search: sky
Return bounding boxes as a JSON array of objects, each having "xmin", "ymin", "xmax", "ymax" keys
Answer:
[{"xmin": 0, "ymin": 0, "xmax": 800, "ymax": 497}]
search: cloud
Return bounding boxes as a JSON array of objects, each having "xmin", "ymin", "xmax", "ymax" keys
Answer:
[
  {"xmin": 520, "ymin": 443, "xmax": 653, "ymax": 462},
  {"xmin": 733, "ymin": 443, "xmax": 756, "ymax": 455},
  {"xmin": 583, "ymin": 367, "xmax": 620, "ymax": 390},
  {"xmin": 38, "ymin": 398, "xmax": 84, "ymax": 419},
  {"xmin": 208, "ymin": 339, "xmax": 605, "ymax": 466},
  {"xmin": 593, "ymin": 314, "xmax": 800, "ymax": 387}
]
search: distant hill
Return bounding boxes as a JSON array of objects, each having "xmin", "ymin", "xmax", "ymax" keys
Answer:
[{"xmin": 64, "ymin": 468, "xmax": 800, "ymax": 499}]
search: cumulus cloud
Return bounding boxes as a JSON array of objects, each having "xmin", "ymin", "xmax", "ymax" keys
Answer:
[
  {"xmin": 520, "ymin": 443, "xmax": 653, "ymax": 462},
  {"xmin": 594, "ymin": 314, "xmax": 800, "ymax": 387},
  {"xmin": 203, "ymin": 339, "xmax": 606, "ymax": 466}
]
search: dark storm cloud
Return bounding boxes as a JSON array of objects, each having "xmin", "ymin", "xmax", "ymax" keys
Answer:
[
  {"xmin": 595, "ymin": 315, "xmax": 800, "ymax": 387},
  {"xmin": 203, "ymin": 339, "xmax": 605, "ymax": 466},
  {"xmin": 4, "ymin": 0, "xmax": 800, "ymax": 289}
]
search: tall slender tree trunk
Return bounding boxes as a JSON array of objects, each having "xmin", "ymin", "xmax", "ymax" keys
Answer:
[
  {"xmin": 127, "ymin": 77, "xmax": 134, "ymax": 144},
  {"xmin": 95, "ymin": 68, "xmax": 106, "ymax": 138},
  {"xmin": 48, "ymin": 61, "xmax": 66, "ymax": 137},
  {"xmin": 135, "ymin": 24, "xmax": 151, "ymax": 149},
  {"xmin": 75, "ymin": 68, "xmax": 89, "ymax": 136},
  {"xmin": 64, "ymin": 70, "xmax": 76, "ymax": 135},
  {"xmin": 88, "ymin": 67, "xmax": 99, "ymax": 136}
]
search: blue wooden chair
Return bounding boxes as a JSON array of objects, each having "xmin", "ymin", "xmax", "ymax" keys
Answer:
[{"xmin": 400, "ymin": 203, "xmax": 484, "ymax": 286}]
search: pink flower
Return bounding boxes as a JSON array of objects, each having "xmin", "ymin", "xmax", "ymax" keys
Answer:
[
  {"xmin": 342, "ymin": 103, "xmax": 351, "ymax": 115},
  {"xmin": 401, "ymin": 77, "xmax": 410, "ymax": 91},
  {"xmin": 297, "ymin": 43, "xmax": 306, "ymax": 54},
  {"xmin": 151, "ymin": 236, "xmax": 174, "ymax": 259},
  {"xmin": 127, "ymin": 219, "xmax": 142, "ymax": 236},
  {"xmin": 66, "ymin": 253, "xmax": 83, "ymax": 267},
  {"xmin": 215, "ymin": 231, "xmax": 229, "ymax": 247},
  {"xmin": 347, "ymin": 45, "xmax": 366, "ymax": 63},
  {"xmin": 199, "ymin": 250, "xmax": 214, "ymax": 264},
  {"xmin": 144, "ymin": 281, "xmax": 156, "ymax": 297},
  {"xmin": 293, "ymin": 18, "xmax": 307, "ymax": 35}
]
--*--
▶ Given task
Number every line of the material above as a list, and leave out any blank lines.

▶ Full response
1. search: sky
2. Return bounding boxes as a JSON array of objects, each having "xmin", "ymin", "xmax", "ymax" keys
3. Answer:
4. [{"xmin": 0, "ymin": 0, "xmax": 800, "ymax": 497}]
5. search: cloud
6. Return bounding boxes as a JSON array of objects, each having "xmin", "ymin", "xmax", "ymax" keys
7. Answer:
8. [
9.   {"xmin": 520, "ymin": 443, "xmax": 653, "ymax": 462},
10.   {"xmin": 733, "ymin": 443, "xmax": 756, "ymax": 455},
11.   {"xmin": 583, "ymin": 367, "xmax": 620, "ymax": 390},
12.   {"xmin": 38, "ymin": 398, "xmax": 84, "ymax": 419},
13.   {"xmin": 208, "ymin": 339, "xmax": 605, "ymax": 466},
14.   {"xmin": 593, "ymin": 314, "xmax": 800, "ymax": 387}
15. ]
16. search: distant hill
17. Return bounding boxes as a JSON array of objects, each having "xmin", "ymin", "xmax", "ymax" keys
18. Answer:
19. [{"xmin": 64, "ymin": 468, "xmax": 800, "ymax": 499}]
20. search: cumulus cloud
21. Return bounding boxes as a JSON array of objects, each having "xmin", "ymin", "xmax", "ymax" keys
22. Answer:
23. [
24.   {"xmin": 520, "ymin": 443, "xmax": 653, "ymax": 462},
25.   {"xmin": 594, "ymin": 314, "xmax": 800, "ymax": 387},
26.   {"xmin": 203, "ymin": 339, "xmax": 606, "ymax": 466}
27. ]
28. search: dark storm cloud
29. Return bounding boxes as a JSON array of objects, each having "xmin", "ymin", "xmax", "ymax" keys
30. Answer:
31. [
32.   {"xmin": 595, "ymin": 315, "xmax": 800, "ymax": 387},
33.   {"xmin": 203, "ymin": 339, "xmax": 605, "ymax": 466},
34.   {"xmin": 4, "ymin": 0, "xmax": 800, "ymax": 289}
35. ]
36. search: tall slender tree trunk
37. Return bounding boxes as a JSON array of objects, each having "xmin", "ymin", "xmax", "ymax" keys
38. Answer:
39. [
40.   {"xmin": 127, "ymin": 77, "xmax": 134, "ymax": 144},
41.   {"xmin": 95, "ymin": 68, "xmax": 106, "ymax": 138},
42.   {"xmin": 48, "ymin": 61, "xmax": 66, "ymax": 137},
43.   {"xmin": 135, "ymin": 24, "xmax": 151, "ymax": 149},
44.   {"xmin": 75, "ymin": 68, "xmax": 89, "ymax": 136},
45.   {"xmin": 64, "ymin": 70, "xmax": 76, "ymax": 135},
46.   {"xmin": 88, "ymin": 67, "xmax": 99, "ymax": 136}
47. ]
48. search: blue wooden chair
49. Return bounding boxes as a JSON array of objects, each having "xmin", "ymin", "xmax", "ymax" keys
50. Answer:
51. [{"xmin": 400, "ymin": 203, "xmax": 484, "ymax": 286}]
52. search: pink flower
53. Return bounding boxes as a JSON array of objects, each having "xmin", "ymin", "xmax", "ymax" keys
54. Answer:
55. [
56.   {"xmin": 342, "ymin": 103, "xmax": 351, "ymax": 115},
57.   {"xmin": 401, "ymin": 77, "xmax": 410, "ymax": 91},
58.   {"xmin": 297, "ymin": 43, "xmax": 306, "ymax": 54},
59.   {"xmin": 151, "ymin": 236, "xmax": 174, "ymax": 259},
60.   {"xmin": 127, "ymin": 219, "xmax": 142, "ymax": 236},
61.   {"xmin": 66, "ymin": 253, "xmax": 83, "ymax": 267},
62.   {"xmin": 215, "ymin": 231, "xmax": 229, "ymax": 247},
63.   {"xmin": 347, "ymin": 45, "xmax": 366, "ymax": 63},
64.   {"xmin": 199, "ymin": 250, "xmax": 214, "ymax": 264},
65.   {"xmin": 144, "ymin": 281, "xmax": 156, "ymax": 297},
66.   {"xmin": 293, "ymin": 18, "xmax": 307, "ymax": 35}
67. ]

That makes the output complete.